Problem statement
Write out the records again, exactly, leaving none out.

Records for the exercise
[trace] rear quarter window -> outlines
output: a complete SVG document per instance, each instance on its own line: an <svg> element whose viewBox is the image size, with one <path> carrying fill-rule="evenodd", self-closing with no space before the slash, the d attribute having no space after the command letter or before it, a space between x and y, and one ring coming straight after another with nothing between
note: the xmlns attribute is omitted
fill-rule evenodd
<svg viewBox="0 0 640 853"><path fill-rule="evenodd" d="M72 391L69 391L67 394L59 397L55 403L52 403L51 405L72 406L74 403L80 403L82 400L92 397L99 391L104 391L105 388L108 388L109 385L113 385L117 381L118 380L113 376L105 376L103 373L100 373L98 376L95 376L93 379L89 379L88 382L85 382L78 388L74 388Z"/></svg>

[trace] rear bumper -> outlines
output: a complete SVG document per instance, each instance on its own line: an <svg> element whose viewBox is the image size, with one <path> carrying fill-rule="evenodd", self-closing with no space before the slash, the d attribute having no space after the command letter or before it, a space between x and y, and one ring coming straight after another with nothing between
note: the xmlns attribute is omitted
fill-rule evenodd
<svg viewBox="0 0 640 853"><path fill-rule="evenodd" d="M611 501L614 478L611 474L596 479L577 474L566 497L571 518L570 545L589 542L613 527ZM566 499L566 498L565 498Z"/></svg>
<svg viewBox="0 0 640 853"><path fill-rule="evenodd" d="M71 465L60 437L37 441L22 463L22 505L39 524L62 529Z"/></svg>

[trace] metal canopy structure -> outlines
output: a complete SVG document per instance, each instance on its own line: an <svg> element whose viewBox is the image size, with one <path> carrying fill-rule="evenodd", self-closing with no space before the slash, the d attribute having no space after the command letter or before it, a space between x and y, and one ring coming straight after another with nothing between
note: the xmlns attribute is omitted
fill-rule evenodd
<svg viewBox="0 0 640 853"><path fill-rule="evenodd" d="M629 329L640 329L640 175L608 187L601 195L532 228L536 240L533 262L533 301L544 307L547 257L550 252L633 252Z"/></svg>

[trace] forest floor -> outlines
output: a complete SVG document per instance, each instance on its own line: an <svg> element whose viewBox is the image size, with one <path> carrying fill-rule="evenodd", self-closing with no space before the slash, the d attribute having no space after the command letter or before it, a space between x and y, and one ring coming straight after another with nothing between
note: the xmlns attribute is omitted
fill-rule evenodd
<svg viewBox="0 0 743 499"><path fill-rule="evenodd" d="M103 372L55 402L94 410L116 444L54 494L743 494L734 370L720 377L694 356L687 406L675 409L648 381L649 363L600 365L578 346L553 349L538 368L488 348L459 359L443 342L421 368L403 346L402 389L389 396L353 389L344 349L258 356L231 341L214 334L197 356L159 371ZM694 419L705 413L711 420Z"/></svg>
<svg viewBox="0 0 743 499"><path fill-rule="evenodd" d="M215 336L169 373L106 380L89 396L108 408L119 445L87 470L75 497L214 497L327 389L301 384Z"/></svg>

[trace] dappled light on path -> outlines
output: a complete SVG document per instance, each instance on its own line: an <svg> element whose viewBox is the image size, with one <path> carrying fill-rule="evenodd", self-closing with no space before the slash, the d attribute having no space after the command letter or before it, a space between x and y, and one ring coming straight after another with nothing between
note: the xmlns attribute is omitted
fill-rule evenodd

Solution below
[trace] rear quarter window -> outlines
output: a complete SVG document per instance, each instance on its own line: an <svg> element whose viewBox is the image size, with one <path> carrying fill-rule="evenodd", self-closing with no space before the slash, the d attribute having no space after the command letter or before it, a space between x and y, and one ring coming straight after another with nothing between
note: the xmlns attribute is omitted
fill-rule evenodd
<svg viewBox="0 0 640 853"><path fill-rule="evenodd" d="M72 391L69 391L67 394L59 397L55 403L52 403L51 405L72 406L74 403L80 403L82 400L92 397L99 391L104 391L105 388L108 388L109 385L113 385L117 381L118 380L113 376L105 376L103 373L100 373L98 376L95 376L93 379L89 379L88 382L85 382L78 388L74 388Z"/></svg>

[trace] rear bumper -> outlines
output: a complete SVG document per instance, each instance on its own line: an <svg> element whose viewBox is the image size, with one <path> carrying fill-rule="evenodd", self-closing with no space before the slash, the d attribute having no space after the command letter or before it, a space between x and y, and one ring coming straight after another with nothing between
note: the xmlns attribute is omitted
fill-rule evenodd
<svg viewBox="0 0 640 853"><path fill-rule="evenodd" d="M611 501L614 478L611 474L596 479L577 474L566 497L571 518L570 545L589 542L613 527ZM566 499L566 498L565 498Z"/></svg>
<svg viewBox="0 0 640 853"><path fill-rule="evenodd" d="M71 465L60 437L37 441L22 463L22 505L39 524L62 529Z"/></svg>

[trace] metal canopy structure -> outlines
output: a complete SVG document per instance, each instance on its own line: an <svg> element whose viewBox is the image size, with one <path> carrying fill-rule="evenodd", self-closing with no space before the slash, the d attribute having no space after the command letter or before it, a space between x and y, and one ring coming straight after another with nothing between
note: the xmlns attribute is omitted
fill-rule evenodd
<svg viewBox="0 0 640 853"><path fill-rule="evenodd" d="M629 329L640 329L640 175L608 187L601 195L532 228L536 240L533 262L533 301L544 307L547 257L550 252L633 252Z"/></svg>

[trace] forest floor -> outlines
output: a complete SVG document per instance, each instance on its own line: an <svg> element whose viewBox is the image size, with one <path> carrying fill-rule="evenodd", self-closing with no space before the slash, the d attribute having no space after the command letter or before it, a space between x and y, and one ring coming straight after another with nothing between
note: the xmlns attribute is omitted
fill-rule evenodd
<svg viewBox="0 0 743 499"><path fill-rule="evenodd" d="M103 372L55 402L94 410L116 444L54 494L743 494L734 370L720 377L694 356L687 406L675 409L648 381L649 363L600 365L578 346L553 349L538 368L488 348L459 359L443 342L421 368L403 346L402 389L389 396L353 389L344 349L258 356L231 341L214 334L197 356L159 371ZM694 419L705 413L711 420Z"/></svg>
<svg viewBox="0 0 743 499"><path fill-rule="evenodd" d="M215 336L169 373L106 380L89 396L108 408L119 445L87 470L75 497L214 497L327 389L301 384Z"/></svg>

[trace] dappled light on path -> outlines
output: a complete SVG document per instance, each instance on its own line: an <svg> element whose viewBox is the image size, with one <path> carrying fill-rule="evenodd", self-closing with no space before the slash, the d attribute having no space after the command letter or before it, a space between x and y, and one ring coming straight after another with nothing between
note: the xmlns attribute is omitted
fill-rule evenodd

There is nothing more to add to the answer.